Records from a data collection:
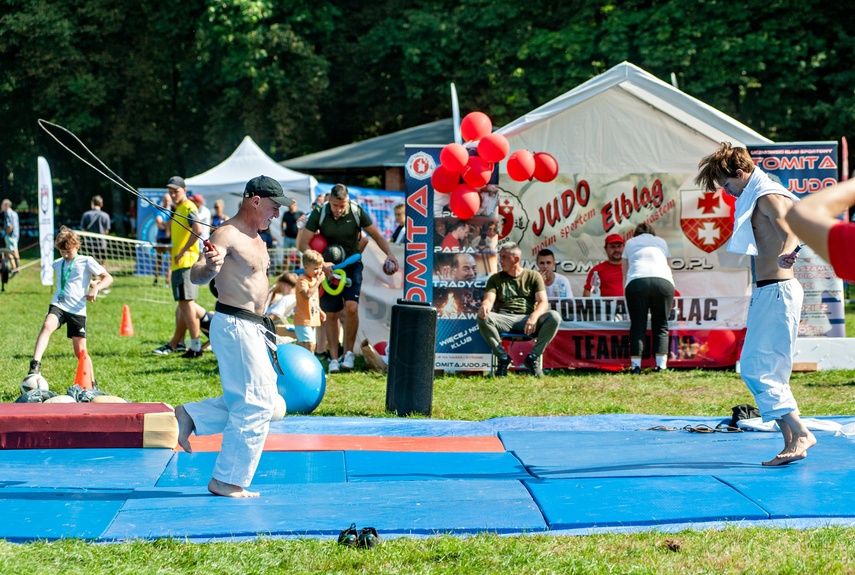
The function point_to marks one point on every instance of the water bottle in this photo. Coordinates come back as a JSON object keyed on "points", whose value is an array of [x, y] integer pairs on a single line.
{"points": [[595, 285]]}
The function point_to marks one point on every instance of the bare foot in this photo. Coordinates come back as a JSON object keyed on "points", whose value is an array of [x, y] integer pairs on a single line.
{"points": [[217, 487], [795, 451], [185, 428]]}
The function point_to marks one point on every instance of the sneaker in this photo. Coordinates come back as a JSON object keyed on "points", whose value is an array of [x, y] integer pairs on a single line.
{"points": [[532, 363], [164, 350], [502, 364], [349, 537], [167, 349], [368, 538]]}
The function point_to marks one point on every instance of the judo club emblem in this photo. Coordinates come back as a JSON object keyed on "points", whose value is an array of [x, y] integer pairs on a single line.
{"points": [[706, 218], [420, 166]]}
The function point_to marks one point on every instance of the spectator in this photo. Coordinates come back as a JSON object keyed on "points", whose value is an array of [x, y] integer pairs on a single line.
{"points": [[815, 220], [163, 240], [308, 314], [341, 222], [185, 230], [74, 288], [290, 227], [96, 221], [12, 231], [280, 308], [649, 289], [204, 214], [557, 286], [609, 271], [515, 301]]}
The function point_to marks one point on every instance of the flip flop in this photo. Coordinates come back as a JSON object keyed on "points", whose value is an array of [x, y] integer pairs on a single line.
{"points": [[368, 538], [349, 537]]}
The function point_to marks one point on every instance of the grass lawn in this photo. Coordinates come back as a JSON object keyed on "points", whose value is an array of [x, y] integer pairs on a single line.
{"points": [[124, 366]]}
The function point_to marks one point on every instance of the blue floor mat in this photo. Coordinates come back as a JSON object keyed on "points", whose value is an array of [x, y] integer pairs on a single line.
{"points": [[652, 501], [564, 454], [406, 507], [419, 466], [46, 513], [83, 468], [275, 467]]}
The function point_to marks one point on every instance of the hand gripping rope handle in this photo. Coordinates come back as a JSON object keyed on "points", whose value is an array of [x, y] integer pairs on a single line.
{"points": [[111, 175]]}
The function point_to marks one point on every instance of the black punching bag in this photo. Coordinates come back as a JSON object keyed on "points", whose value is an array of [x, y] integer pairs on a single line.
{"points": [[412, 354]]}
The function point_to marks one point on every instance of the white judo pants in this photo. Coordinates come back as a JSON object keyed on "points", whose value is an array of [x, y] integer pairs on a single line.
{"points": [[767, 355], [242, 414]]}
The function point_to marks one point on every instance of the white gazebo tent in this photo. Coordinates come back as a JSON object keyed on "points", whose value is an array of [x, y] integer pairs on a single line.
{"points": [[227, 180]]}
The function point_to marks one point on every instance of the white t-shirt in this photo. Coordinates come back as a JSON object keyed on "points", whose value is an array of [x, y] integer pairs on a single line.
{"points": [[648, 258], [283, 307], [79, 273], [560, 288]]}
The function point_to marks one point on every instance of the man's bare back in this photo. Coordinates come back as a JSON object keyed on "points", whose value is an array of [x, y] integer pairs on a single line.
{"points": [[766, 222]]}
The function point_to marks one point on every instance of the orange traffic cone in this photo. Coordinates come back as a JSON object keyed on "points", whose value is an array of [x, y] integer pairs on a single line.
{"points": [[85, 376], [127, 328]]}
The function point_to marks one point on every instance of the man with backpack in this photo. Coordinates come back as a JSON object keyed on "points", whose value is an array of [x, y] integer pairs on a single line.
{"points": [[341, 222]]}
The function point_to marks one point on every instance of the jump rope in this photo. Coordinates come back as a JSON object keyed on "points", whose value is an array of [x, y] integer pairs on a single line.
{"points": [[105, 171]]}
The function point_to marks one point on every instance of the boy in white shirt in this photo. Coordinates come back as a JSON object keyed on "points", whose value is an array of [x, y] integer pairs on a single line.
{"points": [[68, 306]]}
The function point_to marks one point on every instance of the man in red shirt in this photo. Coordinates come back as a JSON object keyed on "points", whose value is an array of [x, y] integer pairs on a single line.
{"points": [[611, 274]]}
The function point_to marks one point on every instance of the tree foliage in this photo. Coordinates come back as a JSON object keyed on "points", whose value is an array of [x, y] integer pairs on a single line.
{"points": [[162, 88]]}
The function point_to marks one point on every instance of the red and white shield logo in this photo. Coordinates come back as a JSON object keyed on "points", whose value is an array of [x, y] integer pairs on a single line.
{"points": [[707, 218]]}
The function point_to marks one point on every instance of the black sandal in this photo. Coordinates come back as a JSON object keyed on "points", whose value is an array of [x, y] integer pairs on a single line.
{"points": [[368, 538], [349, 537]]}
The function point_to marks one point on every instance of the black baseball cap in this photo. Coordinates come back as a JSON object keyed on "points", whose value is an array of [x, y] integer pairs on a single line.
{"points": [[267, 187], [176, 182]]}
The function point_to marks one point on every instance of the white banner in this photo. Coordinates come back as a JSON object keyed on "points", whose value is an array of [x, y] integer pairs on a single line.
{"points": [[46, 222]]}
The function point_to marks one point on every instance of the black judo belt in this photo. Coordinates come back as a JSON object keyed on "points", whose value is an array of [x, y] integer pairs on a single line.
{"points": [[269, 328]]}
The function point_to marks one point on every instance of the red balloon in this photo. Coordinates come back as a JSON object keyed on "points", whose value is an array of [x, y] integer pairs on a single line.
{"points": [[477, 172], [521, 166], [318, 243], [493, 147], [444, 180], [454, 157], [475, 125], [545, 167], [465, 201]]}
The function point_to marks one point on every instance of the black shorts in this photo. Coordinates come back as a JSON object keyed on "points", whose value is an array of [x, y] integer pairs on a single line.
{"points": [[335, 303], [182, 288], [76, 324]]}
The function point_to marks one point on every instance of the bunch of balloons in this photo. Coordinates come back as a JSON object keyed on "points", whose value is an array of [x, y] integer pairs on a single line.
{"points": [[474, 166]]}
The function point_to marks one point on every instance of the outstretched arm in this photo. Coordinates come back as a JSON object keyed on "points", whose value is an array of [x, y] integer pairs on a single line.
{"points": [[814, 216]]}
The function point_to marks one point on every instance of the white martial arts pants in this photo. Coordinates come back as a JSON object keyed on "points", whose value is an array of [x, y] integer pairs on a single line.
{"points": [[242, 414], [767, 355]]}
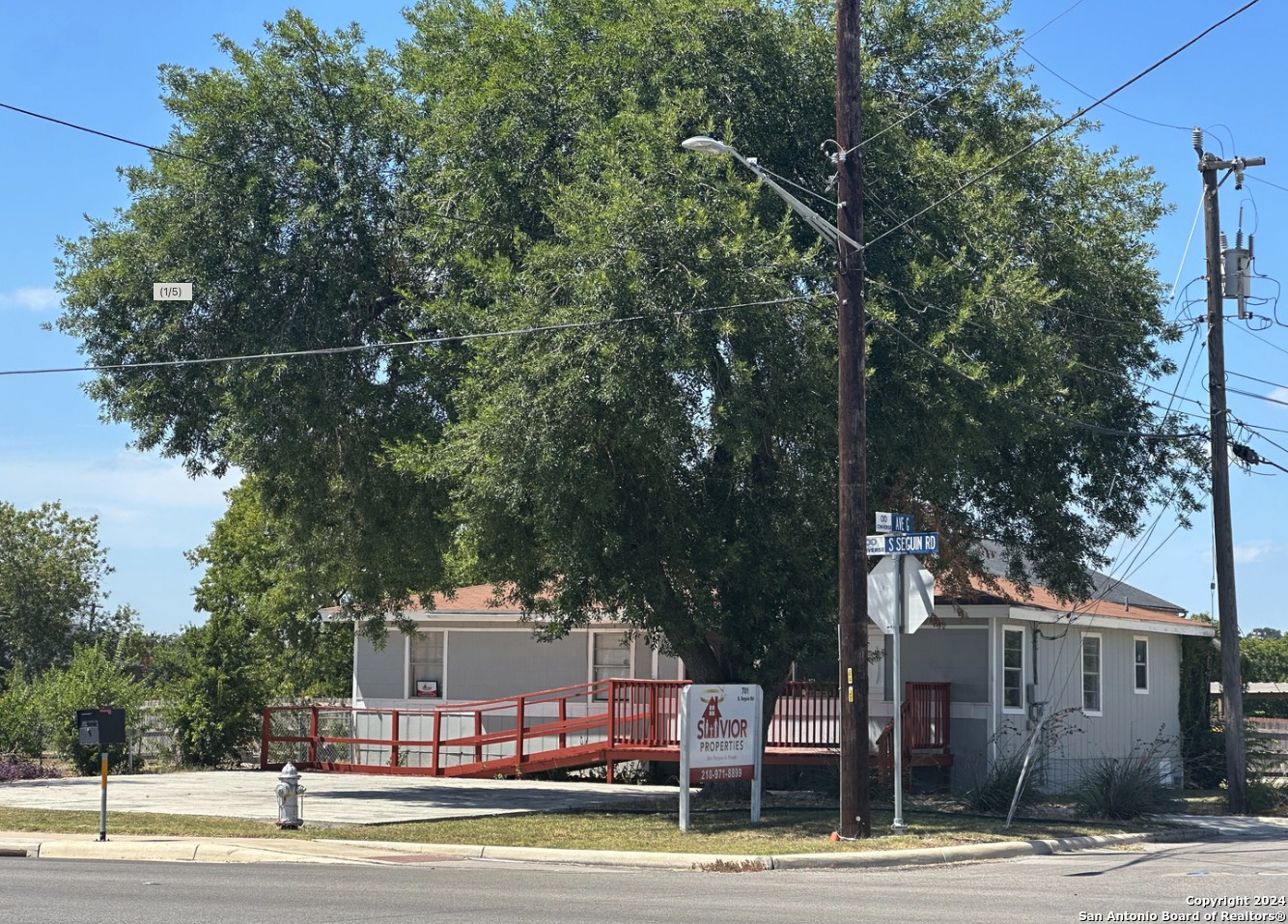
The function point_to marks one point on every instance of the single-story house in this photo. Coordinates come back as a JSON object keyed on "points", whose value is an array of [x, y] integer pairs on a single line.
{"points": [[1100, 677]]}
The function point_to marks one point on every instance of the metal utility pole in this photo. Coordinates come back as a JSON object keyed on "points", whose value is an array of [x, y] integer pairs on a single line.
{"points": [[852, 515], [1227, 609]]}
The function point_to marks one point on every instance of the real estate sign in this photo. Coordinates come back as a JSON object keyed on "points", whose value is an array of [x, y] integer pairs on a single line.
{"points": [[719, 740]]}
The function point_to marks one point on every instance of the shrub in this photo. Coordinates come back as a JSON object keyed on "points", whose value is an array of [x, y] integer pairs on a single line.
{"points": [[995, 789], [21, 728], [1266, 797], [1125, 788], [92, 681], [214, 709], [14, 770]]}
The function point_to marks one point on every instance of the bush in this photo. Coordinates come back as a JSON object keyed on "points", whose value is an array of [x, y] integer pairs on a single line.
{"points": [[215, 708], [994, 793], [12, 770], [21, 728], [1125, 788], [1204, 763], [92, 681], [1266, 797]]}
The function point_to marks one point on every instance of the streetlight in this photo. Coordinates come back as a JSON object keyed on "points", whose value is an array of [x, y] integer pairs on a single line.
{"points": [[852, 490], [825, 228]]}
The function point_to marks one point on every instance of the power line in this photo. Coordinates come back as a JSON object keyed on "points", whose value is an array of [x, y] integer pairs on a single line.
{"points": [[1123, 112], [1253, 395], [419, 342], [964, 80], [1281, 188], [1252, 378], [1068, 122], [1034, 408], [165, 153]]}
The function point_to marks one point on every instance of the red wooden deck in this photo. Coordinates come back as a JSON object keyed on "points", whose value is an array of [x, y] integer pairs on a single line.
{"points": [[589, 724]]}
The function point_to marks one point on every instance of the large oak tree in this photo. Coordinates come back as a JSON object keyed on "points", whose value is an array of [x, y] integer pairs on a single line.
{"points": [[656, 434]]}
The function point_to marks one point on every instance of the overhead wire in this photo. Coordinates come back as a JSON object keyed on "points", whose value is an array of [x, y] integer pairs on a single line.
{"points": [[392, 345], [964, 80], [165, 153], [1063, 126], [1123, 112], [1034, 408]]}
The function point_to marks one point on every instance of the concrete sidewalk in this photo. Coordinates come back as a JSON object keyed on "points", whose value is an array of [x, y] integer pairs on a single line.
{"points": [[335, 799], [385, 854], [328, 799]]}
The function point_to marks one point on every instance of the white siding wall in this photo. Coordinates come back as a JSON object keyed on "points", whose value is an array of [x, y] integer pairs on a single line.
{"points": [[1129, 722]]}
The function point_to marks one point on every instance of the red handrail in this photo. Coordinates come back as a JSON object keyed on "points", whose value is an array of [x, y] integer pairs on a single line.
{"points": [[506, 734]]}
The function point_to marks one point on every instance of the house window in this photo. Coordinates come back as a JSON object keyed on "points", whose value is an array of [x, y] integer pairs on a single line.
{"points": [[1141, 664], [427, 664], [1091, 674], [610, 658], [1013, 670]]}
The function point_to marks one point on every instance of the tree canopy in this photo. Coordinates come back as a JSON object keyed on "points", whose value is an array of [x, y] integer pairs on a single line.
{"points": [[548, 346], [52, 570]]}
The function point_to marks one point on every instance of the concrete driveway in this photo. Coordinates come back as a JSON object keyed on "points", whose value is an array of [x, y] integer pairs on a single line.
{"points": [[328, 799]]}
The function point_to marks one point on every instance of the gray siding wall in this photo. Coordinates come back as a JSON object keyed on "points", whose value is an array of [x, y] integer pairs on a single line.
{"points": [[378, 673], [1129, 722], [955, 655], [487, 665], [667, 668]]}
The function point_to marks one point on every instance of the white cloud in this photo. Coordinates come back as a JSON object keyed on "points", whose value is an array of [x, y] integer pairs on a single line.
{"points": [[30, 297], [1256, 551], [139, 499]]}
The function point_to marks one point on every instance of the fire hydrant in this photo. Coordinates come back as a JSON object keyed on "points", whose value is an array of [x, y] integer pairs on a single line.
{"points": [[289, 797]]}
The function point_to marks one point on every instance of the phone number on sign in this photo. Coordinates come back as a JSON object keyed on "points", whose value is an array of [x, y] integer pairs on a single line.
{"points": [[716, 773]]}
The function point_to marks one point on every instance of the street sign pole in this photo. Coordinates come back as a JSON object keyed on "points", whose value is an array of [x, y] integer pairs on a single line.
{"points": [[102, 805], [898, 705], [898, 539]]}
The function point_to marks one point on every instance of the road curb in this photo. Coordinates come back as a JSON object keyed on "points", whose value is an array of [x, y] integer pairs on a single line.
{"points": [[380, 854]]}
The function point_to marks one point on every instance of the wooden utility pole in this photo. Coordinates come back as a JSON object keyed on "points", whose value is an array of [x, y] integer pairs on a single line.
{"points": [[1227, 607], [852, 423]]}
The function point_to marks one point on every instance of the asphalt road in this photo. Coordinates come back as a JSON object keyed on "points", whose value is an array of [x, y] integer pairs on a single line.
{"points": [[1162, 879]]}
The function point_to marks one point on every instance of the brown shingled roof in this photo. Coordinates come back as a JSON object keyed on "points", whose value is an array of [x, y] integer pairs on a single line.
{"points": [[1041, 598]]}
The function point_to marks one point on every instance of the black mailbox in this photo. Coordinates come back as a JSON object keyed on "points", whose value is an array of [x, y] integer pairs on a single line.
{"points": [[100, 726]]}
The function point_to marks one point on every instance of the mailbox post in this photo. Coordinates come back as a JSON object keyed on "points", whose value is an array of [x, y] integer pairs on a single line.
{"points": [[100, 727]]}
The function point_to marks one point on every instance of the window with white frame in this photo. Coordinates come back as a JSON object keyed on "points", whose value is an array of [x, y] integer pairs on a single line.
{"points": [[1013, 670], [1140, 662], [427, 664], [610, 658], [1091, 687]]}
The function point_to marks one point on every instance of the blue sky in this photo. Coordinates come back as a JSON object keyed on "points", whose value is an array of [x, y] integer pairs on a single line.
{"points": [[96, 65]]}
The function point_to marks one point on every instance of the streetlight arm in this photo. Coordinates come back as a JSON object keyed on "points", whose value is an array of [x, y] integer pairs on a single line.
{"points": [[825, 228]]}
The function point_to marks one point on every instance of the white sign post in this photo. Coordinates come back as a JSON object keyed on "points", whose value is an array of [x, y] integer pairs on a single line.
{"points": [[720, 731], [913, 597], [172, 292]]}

◆ WORK INSTRUCTION:
Look above for the line containing "of the window". Return it and each line after it exactly, through the last line, and nothing more.

◆ OUTPUT OF THE TASK:
The function point_to marks one point on every instance of the window with white frame in this photo. Coordinates come back as a JSON object keyed on "points", whose value is an array of [x, y] integer pairs on a single line.
{"points": [[1013, 670], [1140, 662], [427, 664], [610, 658], [1091, 687]]}
The function point_to marks one point on every instance of the blue sky in this photo. Coordinates come back as a JSON object keyed on "points", whose value is an array of [x, y] integer pairs on a single line.
{"points": [[96, 65]]}
The function point_to marks one point on every instance of the streetlight arm in this photo. Coordinates come back as a JSON object keyed on "points", whose value is an array of [x, y] integer pairs on a single line.
{"points": [[825, 228]]}
The function point_to marks one point on every instance of the white sign post in this photo. Coordinates come back as a JSON object keyed on "points", whose value is an array of [x, y] integer pairs on a single line.
{"points": [[720, 731], [913, 597], [172, 292]]}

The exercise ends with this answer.